## What to produce:
Please return only the lines from the one holding "positive clicks: (367, 1158) (360, 1286)" through the one holding "positive clicks: (1093, 1222) (186, 1274)", exactly as they appear in the records below, both ends included.

## Supplied material:
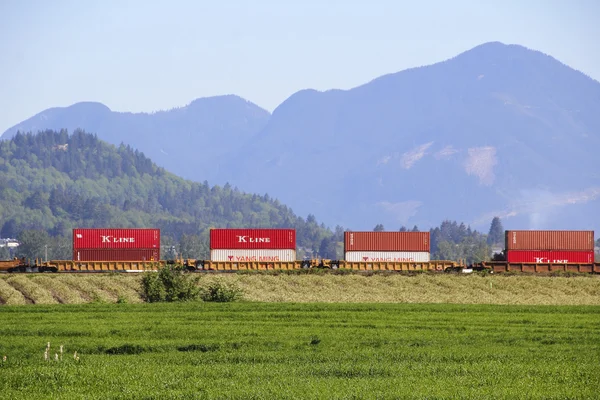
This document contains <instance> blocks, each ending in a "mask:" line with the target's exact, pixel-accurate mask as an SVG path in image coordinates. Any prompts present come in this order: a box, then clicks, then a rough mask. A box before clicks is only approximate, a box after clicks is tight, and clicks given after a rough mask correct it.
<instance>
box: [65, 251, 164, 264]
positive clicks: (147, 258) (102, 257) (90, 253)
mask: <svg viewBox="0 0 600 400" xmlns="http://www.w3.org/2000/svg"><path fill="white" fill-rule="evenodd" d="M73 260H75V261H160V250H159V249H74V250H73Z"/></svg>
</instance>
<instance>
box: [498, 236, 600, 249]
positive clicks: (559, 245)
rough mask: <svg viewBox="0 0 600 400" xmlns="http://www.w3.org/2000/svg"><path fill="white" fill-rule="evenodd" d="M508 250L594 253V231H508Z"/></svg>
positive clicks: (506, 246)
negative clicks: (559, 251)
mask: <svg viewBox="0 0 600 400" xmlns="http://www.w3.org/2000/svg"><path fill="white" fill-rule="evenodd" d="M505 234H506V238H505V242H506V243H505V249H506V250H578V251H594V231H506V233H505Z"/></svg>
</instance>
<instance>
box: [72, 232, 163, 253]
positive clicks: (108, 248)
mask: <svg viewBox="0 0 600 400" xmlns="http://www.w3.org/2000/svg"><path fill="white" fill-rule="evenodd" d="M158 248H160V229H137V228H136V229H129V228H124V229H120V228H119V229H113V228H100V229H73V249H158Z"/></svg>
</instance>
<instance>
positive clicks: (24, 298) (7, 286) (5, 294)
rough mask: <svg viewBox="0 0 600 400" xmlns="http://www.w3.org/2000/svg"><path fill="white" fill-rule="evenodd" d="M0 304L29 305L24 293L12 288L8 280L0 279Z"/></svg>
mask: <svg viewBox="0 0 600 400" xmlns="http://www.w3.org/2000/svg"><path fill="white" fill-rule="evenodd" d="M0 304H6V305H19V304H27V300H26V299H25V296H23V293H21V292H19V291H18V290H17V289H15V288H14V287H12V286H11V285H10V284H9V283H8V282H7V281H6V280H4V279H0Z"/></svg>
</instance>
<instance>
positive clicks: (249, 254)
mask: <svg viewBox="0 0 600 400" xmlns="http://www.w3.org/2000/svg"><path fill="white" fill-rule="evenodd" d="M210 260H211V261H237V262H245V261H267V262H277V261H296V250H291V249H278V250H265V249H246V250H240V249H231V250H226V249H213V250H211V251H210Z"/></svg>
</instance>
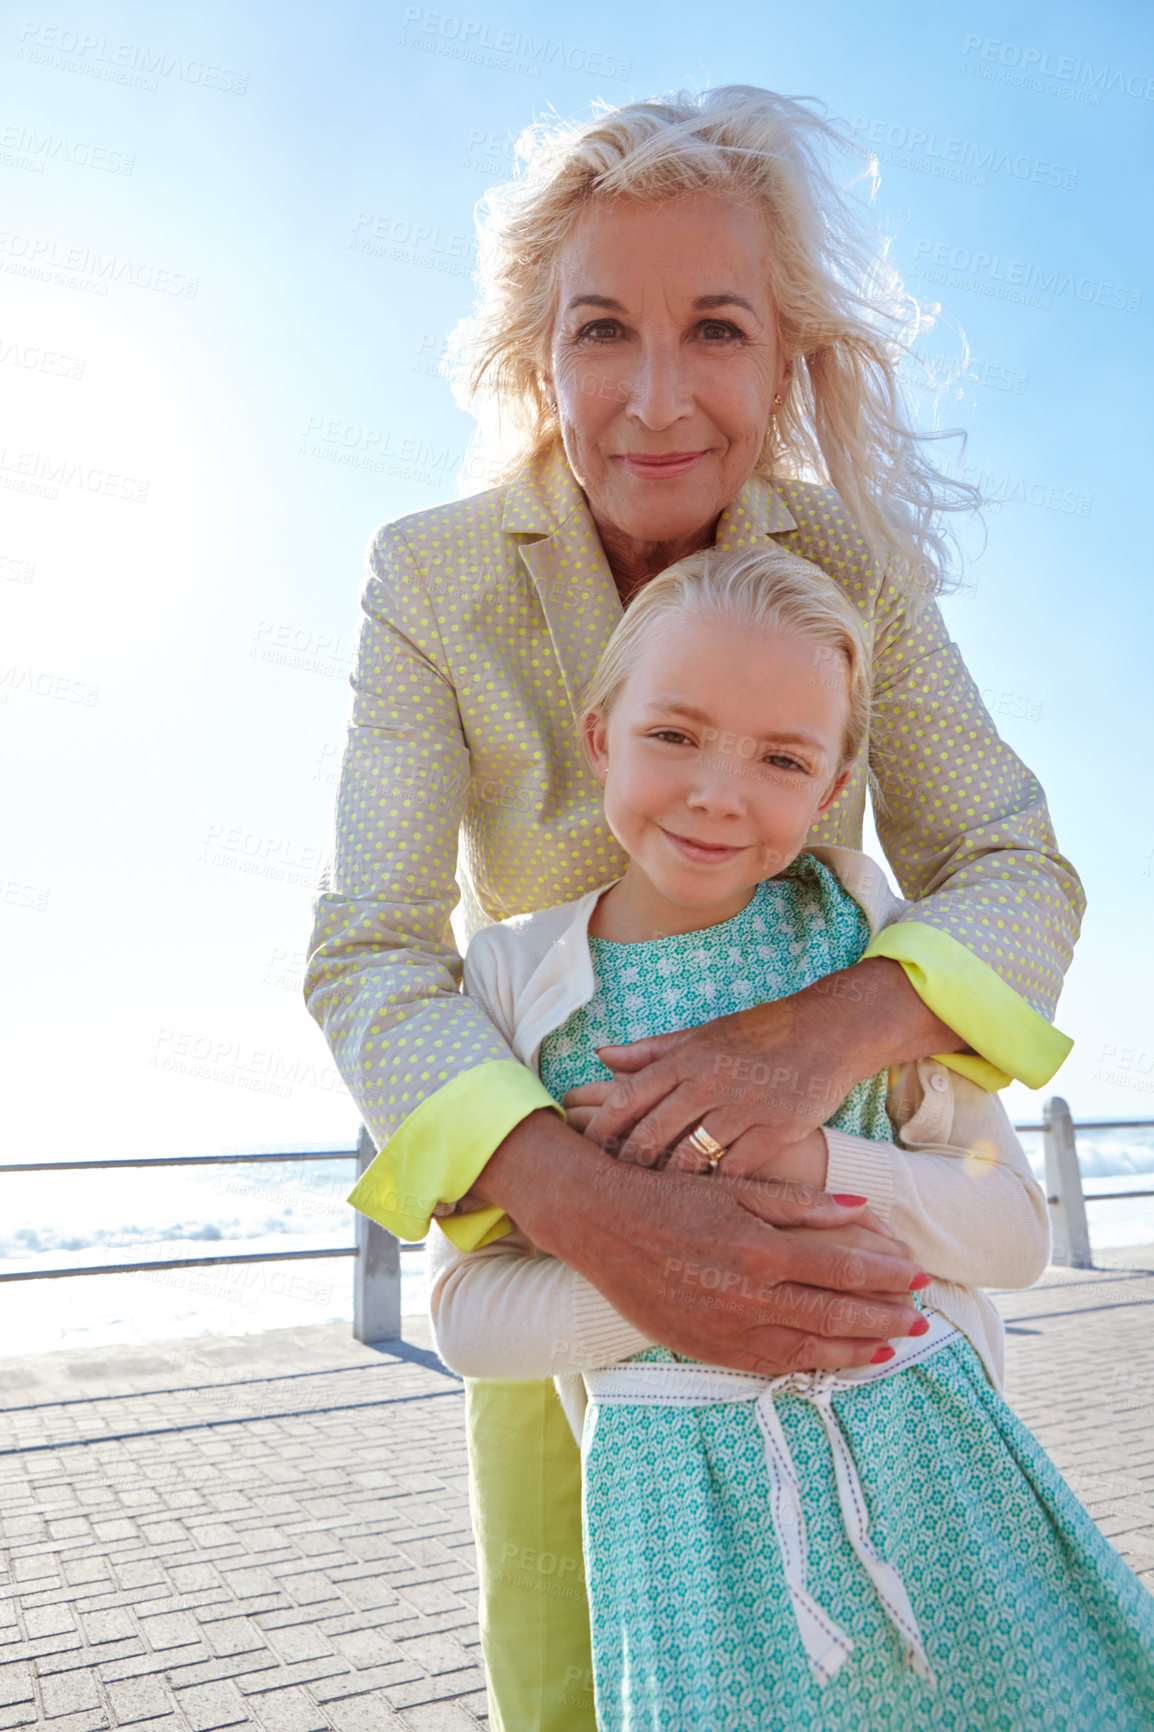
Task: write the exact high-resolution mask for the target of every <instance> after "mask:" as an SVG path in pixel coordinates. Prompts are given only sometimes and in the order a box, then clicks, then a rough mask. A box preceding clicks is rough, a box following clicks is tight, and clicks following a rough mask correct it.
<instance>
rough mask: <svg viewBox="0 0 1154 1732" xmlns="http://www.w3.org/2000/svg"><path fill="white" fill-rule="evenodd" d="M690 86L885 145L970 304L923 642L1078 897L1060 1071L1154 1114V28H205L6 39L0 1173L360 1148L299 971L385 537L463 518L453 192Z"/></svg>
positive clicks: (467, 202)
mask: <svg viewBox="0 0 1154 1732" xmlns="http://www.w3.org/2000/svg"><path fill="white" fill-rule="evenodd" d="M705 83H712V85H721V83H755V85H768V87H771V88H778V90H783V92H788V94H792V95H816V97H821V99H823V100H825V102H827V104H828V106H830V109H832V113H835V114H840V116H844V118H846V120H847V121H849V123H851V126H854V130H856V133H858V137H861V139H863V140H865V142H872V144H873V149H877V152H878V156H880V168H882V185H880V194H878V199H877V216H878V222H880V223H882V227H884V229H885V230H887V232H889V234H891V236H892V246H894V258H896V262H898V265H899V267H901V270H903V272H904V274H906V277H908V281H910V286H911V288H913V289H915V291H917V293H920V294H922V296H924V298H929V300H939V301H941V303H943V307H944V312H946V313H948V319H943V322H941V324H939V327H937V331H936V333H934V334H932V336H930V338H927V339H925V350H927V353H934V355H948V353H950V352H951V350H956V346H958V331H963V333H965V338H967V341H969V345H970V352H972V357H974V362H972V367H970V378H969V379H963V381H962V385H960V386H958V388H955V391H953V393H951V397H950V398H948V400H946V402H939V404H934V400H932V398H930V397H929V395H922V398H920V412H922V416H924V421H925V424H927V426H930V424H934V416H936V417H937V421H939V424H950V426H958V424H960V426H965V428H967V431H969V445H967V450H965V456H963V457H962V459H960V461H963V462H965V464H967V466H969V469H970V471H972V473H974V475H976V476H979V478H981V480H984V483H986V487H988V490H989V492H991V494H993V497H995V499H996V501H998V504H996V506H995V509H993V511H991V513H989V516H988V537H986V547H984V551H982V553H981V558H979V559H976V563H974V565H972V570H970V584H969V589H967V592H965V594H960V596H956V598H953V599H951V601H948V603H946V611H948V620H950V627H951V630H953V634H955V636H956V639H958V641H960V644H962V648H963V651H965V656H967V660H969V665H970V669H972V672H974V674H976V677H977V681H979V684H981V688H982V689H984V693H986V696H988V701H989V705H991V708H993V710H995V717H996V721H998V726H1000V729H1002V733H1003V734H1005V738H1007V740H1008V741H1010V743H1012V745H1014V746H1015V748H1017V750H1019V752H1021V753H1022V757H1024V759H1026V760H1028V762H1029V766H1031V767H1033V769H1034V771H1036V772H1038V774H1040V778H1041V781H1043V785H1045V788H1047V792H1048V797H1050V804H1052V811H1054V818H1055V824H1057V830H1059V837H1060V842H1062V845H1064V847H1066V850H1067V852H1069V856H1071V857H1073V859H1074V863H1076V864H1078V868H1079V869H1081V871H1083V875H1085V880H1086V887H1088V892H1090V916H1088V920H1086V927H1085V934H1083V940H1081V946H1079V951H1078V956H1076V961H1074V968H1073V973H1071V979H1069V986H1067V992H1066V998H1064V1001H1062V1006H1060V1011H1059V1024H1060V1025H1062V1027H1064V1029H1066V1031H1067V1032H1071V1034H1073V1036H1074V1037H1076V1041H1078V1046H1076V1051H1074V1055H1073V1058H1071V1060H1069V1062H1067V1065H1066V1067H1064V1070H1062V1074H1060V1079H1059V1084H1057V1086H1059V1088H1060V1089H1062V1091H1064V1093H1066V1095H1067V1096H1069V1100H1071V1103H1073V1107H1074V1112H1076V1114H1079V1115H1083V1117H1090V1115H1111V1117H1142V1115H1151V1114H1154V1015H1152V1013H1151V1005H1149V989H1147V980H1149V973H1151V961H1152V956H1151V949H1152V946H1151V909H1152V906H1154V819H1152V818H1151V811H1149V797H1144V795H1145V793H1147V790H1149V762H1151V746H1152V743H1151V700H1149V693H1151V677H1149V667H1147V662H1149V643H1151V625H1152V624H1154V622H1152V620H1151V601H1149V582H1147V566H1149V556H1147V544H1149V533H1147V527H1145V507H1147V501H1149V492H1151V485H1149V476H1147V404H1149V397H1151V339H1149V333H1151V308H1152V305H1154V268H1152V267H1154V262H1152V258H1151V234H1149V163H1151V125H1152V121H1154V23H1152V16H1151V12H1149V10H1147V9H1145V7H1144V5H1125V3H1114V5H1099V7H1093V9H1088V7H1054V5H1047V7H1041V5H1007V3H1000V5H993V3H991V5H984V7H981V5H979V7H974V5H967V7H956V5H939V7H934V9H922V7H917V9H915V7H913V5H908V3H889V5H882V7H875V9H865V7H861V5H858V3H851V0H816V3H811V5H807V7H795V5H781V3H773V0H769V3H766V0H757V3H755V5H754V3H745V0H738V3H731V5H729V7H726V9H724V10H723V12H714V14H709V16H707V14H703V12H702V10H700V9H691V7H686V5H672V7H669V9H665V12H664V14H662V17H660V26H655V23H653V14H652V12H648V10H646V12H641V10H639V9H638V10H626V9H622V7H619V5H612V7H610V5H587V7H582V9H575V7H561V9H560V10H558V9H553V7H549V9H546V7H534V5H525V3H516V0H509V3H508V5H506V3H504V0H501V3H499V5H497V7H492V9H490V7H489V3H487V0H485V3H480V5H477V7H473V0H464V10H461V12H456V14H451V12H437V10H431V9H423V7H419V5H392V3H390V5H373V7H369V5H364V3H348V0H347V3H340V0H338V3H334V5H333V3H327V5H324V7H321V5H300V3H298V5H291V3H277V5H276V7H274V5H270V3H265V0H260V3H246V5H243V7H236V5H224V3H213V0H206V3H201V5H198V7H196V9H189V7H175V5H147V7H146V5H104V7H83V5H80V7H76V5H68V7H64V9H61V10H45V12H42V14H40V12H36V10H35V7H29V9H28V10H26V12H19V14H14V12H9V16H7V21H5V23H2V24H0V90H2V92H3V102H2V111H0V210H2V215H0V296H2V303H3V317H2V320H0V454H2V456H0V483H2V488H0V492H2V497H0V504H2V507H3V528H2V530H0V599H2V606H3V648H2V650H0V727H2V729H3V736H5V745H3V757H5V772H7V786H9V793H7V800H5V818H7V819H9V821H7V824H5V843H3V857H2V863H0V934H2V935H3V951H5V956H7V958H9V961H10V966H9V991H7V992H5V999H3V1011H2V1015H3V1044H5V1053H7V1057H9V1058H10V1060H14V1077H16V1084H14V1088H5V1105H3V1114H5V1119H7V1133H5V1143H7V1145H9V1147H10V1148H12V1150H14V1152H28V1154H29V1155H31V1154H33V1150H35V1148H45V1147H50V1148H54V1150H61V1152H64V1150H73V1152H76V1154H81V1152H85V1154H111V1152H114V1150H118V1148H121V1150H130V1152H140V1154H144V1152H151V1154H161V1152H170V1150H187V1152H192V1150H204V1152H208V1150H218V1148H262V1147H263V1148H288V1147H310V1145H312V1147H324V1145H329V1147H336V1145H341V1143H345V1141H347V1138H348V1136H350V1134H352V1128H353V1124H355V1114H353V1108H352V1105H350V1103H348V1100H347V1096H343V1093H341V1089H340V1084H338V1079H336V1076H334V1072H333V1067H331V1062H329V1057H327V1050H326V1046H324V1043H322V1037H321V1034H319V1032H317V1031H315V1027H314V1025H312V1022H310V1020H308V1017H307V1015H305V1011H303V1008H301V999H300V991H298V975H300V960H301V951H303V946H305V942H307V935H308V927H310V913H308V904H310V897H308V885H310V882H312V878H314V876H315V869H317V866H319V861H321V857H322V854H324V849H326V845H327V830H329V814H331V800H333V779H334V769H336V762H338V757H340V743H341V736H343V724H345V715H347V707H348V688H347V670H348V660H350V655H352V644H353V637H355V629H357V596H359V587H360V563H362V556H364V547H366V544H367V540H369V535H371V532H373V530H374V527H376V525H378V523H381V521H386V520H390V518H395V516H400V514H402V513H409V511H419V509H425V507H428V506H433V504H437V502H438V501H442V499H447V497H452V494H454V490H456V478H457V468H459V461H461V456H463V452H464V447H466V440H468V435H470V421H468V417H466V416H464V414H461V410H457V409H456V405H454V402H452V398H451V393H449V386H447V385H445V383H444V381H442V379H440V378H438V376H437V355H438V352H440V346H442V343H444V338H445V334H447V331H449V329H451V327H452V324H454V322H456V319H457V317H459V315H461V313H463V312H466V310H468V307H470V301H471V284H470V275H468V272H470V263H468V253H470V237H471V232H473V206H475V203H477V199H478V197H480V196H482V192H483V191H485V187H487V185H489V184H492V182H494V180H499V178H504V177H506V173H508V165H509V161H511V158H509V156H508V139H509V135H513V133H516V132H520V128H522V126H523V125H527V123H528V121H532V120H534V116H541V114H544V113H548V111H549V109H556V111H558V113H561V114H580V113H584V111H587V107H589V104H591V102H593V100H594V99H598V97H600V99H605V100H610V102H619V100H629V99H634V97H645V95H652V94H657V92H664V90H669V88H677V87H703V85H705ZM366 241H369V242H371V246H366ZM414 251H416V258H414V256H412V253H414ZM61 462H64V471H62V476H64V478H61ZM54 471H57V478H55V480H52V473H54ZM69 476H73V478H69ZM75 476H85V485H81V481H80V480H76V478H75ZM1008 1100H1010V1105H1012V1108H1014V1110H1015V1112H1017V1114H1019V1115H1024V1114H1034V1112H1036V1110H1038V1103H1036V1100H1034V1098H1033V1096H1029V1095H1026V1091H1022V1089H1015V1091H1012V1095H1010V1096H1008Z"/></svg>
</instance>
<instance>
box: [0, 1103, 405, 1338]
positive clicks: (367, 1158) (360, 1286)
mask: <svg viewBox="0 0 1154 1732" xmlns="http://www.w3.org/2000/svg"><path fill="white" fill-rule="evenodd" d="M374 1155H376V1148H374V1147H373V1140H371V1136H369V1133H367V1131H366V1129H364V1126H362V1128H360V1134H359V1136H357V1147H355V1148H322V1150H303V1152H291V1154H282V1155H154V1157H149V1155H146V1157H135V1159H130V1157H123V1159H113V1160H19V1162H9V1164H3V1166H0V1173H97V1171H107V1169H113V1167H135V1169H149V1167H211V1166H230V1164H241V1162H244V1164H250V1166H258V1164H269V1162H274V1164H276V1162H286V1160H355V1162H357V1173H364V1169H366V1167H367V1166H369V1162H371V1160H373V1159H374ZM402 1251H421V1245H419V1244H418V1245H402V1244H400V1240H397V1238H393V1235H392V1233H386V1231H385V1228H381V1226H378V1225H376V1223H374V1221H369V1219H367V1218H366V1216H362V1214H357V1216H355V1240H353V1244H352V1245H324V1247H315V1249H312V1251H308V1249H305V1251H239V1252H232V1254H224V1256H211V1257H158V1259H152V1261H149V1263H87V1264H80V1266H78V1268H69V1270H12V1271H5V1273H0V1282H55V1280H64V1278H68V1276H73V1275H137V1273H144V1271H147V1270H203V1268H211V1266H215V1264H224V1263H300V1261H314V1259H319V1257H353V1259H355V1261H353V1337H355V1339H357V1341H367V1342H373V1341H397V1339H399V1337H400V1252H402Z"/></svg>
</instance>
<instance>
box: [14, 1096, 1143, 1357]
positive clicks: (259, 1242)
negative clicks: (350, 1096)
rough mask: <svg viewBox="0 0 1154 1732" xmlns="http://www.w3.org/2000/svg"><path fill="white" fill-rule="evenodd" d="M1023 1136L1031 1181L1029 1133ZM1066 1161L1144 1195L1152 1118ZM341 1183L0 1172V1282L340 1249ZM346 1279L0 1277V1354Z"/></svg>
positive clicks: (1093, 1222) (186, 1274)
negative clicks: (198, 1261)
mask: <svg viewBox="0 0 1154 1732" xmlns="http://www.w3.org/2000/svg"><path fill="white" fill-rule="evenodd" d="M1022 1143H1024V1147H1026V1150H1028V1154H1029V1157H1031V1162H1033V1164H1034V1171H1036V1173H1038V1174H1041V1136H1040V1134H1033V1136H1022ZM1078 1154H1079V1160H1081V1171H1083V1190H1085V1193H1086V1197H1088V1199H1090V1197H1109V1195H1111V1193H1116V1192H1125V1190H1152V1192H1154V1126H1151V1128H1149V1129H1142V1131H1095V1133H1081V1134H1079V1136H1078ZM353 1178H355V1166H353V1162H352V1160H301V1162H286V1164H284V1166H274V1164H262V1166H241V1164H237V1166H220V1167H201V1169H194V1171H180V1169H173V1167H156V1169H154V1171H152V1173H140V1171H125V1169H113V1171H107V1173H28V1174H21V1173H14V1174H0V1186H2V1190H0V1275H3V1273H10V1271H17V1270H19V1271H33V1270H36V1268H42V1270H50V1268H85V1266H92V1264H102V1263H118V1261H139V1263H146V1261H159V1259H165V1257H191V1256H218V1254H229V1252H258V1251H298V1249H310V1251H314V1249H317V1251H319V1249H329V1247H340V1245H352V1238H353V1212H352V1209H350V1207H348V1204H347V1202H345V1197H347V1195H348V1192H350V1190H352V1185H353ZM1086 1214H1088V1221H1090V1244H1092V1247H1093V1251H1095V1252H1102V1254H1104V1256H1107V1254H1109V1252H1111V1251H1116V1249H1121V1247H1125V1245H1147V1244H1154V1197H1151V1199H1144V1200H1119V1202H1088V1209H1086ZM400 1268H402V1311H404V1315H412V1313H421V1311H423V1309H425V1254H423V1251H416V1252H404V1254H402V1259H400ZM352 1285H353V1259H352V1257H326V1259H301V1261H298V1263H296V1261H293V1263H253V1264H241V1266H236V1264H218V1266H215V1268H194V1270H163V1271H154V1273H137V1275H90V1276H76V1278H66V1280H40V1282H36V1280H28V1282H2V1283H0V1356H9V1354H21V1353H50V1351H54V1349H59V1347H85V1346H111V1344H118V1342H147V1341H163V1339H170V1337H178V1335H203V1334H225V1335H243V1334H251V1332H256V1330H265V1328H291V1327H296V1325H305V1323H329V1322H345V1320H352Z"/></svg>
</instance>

## Written answer:
positive clicks: (367, 1158) (360, 1286)
mask: <svg viewBox="0 0 1154 1732" xmlns="http://www.w3.org/2000/svg"><path fill="white" fill-rule="evenodd" d="M374 1155H376V1148H374V1147H373V1140H371V1136H369V1133H367V1131H366V1129H364V1126H362V1128H360V1134H359V1136H357V1147H355V1148H322V1150H303V1152H291V1154H282V1155H154V1157H149V1155H146V1157H135V1159H130V1157H123V1159H113V1160H19V1162H9V1164H3V1166H0V1173H97V1171H107V1169H113V1167H135V1169H149V1167H211V1166H230V1164H241V1162H244V1164H250V1166H258V1164H269V1162H274V1164H276V1162H286V1160H355V1162H357V1173H364V1169H366V1167H367V1166H369V1162H371V1160H373V1159H374ZM402 1251H421V1245H419V1244H418V1245H402V1244H400V1240H397V1238H393V1235H392V1233H386V1231H385V1228H381V1226H378V1225H376V1223H374V1221H369V1219H367V1218H366V1216H362V1214H357V1216H355V1240H353V1244H352V1245H324V1247H315V1249H312V1251H308V1249H305V1251H239V1252H232V1254H224V1256H211V1257H158V1259H152V1261H149V1263H87V1264H80V1266H78V1268H69V1270H12V1271H5V1273H0V1282H55V1280H64V1278H68V1276H73V1275H137V1273H144V1271H147V1270H203V1268H211V1266H215V1264H224V1263H300V1261H314V1259H319V1257H353V1259H355V1261H353V1337H355V1339H357V1341H367V1342H373V1341H397V1339H399V1337H400V1252H402Z"/></svg>
</instance>
<instance>
box: [14, 1096, 1143, 1357]
positive clicks: (259, 1242)
negative clicks: (350, 1096)
rough mask: <svg viewBox="0 0 1154 1732" xmlns="http://www.w3.org/2000/svg"><path fill="white" fill-rule="evenodd" d="M1023 1136L1031 1181L1029 1133ZM1066 1161L1144 1195L1152 1118ZM341 1183L0 1172V1282L340 1249ZM346 1279L0 1277V1354Z"/></svg>
positive clicks: (1093, 1222) (186, 1274)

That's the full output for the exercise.